> **Task objective**: Rewrite the records from the start through the line containing "[[556, 333]]", including the requests. Rescale each point coordinate in the answers by multiplying it by 2.45 and rounding to a whole number, with halves rounded up.

> **Object position labeling entries**:
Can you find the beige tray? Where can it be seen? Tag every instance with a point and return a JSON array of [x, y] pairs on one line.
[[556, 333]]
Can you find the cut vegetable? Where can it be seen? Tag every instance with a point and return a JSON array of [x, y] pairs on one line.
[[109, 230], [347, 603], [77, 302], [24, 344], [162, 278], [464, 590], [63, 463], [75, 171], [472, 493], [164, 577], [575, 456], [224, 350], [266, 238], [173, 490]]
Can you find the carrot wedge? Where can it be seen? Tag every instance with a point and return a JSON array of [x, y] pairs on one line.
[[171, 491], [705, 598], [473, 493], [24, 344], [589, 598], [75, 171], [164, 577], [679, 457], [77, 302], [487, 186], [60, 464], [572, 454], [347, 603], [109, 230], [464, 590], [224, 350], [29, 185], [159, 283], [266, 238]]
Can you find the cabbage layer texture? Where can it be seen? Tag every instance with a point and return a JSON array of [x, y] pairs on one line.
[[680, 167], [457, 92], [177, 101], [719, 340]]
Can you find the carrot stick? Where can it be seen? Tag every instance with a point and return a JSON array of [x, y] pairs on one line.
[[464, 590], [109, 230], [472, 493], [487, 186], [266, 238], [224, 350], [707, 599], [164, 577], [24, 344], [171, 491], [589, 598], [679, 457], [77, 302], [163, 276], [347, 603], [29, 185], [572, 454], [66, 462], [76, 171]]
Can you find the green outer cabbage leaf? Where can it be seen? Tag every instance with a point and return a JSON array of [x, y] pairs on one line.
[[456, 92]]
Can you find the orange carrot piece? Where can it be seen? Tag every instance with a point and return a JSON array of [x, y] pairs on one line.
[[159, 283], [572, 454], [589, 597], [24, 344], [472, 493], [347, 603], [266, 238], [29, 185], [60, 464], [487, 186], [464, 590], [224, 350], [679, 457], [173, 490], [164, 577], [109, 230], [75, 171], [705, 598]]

> **Result below**:
Can you find the beige tray? Where can it be seen? Tag every instance with a point and return a JSON array of [x, y] pairs on one line.
[[1362, 816]]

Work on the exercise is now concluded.